Write out the lines below as a JSON list of strings, one string per line, starting with the first line and going on through the line that contains "169 132 L 174". Leave out blank lines and the pictures.

BEGIN Excerpted records

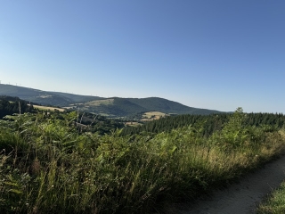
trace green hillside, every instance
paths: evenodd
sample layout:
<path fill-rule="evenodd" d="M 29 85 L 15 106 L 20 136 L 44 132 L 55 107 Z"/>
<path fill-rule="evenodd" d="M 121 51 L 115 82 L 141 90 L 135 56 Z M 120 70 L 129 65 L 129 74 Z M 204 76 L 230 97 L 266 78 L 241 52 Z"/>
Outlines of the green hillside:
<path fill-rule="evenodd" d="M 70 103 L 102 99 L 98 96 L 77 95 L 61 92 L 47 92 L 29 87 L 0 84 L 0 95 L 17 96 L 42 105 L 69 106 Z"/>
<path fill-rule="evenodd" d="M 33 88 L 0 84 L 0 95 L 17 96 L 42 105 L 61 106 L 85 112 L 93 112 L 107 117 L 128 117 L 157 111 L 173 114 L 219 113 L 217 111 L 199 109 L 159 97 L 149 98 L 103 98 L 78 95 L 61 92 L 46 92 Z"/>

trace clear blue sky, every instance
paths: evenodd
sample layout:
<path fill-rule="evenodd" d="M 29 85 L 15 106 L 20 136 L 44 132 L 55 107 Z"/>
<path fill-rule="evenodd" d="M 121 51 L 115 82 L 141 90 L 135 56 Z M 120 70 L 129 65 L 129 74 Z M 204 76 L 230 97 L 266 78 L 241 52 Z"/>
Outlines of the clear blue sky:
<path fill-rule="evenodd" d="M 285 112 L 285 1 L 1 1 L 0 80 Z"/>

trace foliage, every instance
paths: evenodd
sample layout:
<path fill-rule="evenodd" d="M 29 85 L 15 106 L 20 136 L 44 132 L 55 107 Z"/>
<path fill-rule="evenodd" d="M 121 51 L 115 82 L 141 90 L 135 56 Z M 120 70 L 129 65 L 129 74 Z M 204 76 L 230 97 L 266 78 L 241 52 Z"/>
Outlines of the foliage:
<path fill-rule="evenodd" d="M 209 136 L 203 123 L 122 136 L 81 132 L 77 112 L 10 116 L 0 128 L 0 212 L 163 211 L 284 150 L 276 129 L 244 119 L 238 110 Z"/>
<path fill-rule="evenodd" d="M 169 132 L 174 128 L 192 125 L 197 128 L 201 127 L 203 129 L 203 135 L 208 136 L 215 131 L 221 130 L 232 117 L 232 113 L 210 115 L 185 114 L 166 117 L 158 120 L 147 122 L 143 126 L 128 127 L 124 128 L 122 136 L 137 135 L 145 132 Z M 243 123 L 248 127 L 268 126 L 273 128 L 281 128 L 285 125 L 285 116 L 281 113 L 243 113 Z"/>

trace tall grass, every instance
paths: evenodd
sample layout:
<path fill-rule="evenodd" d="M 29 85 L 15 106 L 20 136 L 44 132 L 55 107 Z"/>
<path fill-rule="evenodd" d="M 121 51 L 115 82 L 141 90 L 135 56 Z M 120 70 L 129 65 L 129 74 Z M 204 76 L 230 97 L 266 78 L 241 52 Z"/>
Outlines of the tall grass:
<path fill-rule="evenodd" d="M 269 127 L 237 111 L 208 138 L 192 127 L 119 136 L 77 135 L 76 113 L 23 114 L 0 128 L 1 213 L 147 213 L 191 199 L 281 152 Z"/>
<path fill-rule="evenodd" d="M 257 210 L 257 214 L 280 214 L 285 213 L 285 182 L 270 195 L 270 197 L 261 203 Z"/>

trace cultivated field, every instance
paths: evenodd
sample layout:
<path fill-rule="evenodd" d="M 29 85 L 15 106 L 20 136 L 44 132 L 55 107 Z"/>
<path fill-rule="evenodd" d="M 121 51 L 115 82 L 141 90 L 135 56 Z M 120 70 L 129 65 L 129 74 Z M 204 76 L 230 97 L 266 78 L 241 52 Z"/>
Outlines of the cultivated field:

END Excerpted records

* **Answer for this exercise**:
[
  "trace green hillside, every instance",
  "paths: evenodd",
  "sample layout:",
  "<path fill-rule=\"evenodd\" d=\"M 29 85 L 15 106 L 20 136 L 44 132 L 55 107 Z\"/>",
  "<path fill-rule=\"evenodd\" d=\"M 121 51 L 115 82 L 141 90 L 135 56 Z M 120 70 L 129 65 L 129 74 Z M 204 76 L 230 97 L 266 78 L 241 52 Z\"/>",
  "Outlines of the green hillside:",
  "<path fill-rule=\"evenodd\" d=\"M 70 103 L 102 99 L 98 96 L 77 95 L 61 92 L 47 92 L 29 87 L 0 84 L 0 95 L 17 96 L 42 105 L 69 106 Z\"/>",
  "<path fill-rule=\"evenodd\" d=\"M 33 88 L 0 84 L 0 95 L 17 96 L 42 105 L 61 106 L 85 112 L 93 112 L 107 117 L 128 117 L 157 111 L 173 114 L 219 113 L 217 111 L 199 109 L 159 97 L 149 98 L 103 98 L 78 95 L 61 92 L 46 92 Z\"/>",
  "trace clear blue sky, every instance",
  "paths: evenodd",
  "sample layout:",
  "<path fill-rule=\"evenodd\" d=\"M 29 85 L 15 106 L 20 136 L 44 132 L 55 107 Z\"/>",
  "<path fill-rule=\"evenodd\" d=\"M 121 51 L 115 82 L 141 90 L 135 56 Z M 120 70 L 129 65 L 129 74 Z M 204 76 L 230 97 L 266 78 L 241 52 Z\"/>",
  "Outlines of the clear blue sky:",
  "<path fill-rule=\"evenodd\" d=\"M 285 112 L 285 1 L 1 1 L 0 80 Z\"/>",
  "trace foliage, every instance",
  "paths: evenodd",
  "sample layout:",
  "<path fill-rule=\"evenodd\" d=\"M 29 85 L 15 106 L 20 136 L 44 132 L 55 107 Z\"/>",
  "<path fill-rule=\"evenodd\" d=\"M 121 51 L 115 82 L 141 90 L 135 56 Z M 120 70 L 129 65 L 129 74 Z M 204 76 L 230 97 L 266 78 L 241 52 Z\"/>",
  "Outlines of the foliage:",
  "<path fill-rule=\"evenodd\" d=\"M 209 136 L 203 123 L 122 136 L 81 132 L 77 112 L 10 116 L 0 128 L 0 212 L 163 211 L 284 150 L 276 129 L 244 119 L 238 110 Z\"/>",
  "<path fill-rule=\"evenodd\" d=\"M 169 132 L 174 128 L 192 125 L 197 128 L 201 127 L 203 129 L 203 135 L 208 136 L 215 131 L 221 130 L 232 117 L 232 113 L 210 115 L 185 114 L 166 117 L 158 120 L 147 122 L 143 126 L 128 127 L 124 128 L 122 136 L 137 135 L 145 132 Z M 243 123 L 248 127 L 268 126 L 273 128 L 281 128 L 285 125 L 285 116 L 281 113 L 243 113 Z\"/>"
]